CV: ROGER BOLTON Independent producer, presenter, `Right to Reply'

I went to Liverpool University in 1964, and at the beginning of 1967, the BBC sent people round to talk about the jobs that were available. They said we could apply to be studio managers, but told us not to bother with the general trainee scheme, because only people from Oxbridge got on that. But I thought: "Bugger that - I'll have a go", and they offered me a general traineeship.

I went first of all to Bush House, where I remember interviewing someone about the introduction of giant rabbits into Australia for food. I then worked on Late Night Line-Up, with Joan Bakewell, and on a religious programme with Malcolm Muggeridge called The Question Why?, before ending up in current affairs.

I was first on The Money Programme, then on Panorama, and in 1978 I was asked to edit a nightly show called Tonight, which was when my troubles with Ireland began. We thought our job at the BBC was to explain to the British people what the facts were about Northern Ireland, but we ran up against Mrs Thatcher, who was just coming to power. Some months after Airey Neave was killed by the INLA, we interviewed a member of the INLA, trying to find out what they believed and why on earth they had done such an appalling thing, and Mrs Thatcher did not approve.

Collection entries:

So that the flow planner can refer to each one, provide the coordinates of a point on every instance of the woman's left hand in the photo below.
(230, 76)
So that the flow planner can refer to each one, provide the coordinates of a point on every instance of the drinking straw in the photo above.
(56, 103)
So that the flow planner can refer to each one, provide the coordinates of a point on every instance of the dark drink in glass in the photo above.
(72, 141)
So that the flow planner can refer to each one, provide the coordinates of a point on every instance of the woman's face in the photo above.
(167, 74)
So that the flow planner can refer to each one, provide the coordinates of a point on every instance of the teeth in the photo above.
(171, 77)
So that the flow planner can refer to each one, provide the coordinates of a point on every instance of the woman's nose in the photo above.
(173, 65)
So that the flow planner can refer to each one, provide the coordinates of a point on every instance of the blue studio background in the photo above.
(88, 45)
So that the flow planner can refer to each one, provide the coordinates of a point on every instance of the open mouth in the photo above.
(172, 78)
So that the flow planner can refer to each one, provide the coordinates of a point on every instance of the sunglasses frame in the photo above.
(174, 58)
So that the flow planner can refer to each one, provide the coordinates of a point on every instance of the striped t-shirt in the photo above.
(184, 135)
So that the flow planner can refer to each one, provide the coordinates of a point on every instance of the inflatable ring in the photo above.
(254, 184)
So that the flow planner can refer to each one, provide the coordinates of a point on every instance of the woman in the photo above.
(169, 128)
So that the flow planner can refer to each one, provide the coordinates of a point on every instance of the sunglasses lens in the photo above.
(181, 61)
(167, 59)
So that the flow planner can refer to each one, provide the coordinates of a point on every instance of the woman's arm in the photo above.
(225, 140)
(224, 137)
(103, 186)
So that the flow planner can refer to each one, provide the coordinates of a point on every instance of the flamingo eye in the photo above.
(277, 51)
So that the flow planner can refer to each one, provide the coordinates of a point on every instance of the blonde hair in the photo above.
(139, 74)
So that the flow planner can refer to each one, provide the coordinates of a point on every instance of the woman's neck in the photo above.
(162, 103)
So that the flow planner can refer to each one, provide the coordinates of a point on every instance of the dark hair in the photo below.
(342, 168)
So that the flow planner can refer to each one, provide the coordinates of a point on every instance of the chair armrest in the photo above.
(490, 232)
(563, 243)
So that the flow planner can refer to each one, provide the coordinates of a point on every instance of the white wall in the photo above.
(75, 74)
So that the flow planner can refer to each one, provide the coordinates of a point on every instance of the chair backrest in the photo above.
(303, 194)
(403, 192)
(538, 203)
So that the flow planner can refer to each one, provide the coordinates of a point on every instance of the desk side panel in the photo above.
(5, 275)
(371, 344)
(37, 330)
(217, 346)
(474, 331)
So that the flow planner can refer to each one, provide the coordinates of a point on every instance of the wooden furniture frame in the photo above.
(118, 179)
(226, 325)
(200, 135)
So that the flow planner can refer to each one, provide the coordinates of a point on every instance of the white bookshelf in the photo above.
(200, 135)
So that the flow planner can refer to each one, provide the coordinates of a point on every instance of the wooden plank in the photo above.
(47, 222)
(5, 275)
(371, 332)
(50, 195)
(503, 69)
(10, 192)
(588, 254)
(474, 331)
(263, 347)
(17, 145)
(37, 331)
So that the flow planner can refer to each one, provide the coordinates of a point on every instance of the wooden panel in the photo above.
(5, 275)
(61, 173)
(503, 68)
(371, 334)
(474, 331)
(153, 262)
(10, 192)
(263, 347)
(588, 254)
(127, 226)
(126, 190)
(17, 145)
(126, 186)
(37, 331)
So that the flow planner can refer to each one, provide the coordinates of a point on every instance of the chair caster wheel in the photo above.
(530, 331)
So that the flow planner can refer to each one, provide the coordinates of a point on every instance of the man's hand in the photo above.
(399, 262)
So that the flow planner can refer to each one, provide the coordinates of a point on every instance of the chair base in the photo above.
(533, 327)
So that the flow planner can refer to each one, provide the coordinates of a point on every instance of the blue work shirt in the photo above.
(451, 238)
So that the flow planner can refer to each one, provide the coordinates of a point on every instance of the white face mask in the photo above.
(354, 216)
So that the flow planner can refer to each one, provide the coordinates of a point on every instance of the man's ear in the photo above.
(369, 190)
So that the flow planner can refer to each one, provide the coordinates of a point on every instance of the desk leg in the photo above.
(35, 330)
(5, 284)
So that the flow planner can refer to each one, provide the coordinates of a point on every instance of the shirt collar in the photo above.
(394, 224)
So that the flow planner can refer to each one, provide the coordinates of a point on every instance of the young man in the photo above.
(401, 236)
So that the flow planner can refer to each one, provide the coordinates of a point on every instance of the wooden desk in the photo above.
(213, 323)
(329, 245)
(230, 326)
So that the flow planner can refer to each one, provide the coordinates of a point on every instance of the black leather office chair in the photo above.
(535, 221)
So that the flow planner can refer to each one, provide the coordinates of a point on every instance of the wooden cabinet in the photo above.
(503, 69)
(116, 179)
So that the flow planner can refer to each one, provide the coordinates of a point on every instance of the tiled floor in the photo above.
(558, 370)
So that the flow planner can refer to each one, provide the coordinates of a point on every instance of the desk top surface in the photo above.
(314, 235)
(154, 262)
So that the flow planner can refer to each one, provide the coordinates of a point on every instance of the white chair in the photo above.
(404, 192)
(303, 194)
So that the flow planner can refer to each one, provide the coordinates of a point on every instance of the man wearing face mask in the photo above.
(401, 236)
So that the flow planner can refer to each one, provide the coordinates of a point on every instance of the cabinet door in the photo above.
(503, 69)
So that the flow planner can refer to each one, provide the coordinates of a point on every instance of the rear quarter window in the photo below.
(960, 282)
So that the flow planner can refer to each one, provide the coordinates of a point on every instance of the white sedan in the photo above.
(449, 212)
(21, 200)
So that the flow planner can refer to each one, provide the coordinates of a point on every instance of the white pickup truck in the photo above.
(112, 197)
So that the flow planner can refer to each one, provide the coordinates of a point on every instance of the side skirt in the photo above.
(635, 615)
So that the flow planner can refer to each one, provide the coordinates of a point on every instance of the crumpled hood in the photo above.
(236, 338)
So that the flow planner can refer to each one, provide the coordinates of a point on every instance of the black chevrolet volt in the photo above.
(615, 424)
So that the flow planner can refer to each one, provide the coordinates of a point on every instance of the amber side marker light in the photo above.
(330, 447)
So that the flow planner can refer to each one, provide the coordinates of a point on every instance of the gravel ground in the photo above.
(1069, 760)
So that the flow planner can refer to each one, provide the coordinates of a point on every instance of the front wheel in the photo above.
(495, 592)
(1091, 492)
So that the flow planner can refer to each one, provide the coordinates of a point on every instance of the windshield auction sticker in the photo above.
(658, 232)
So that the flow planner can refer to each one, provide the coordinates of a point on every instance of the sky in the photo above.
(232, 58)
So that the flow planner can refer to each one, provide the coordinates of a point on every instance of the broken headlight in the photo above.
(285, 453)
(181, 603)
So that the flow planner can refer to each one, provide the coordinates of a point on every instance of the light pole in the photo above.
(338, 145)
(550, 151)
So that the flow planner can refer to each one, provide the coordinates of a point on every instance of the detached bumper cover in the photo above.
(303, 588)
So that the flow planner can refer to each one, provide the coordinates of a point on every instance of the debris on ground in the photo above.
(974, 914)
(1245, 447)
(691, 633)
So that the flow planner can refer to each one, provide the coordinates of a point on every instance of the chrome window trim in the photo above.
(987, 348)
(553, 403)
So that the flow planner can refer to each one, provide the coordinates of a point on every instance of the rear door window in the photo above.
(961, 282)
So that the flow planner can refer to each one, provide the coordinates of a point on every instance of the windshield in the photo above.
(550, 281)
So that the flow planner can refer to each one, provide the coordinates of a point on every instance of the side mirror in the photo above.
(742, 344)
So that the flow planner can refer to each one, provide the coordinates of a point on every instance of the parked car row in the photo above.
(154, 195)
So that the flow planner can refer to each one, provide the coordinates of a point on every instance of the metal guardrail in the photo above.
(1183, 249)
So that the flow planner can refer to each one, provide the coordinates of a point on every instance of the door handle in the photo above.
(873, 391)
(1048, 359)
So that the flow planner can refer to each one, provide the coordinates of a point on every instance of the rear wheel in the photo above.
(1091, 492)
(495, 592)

* _Directives_:
[a] Render this sentence from Roger Bolton's CV into Spanish: "I went to Liverpool University in 1964, and at the beginning of 1967, the BBC sent people round to talk about the jobs that were available."
[b] Extract each line of the records above that contains the string "below".

* _Solutions to each task_:
[a] Fui a la Universidad de Liverpool en 1964 y, a principios de 1967, la BBC envió a gente para hablar de los puestos de trabajo que había disponibles.

[b]
So that the flow planner can refer to each one, provide the coordinates of a point on every instance of the woman's left hand in the photo below.
So that the flow planner can refer to each one, provide the coordinates of a point on every instance of the dark hair in the photo below.
So that the flow planner can refer to each one, provide the coordinates of a point on every instance of the rear quarter window in the photo below.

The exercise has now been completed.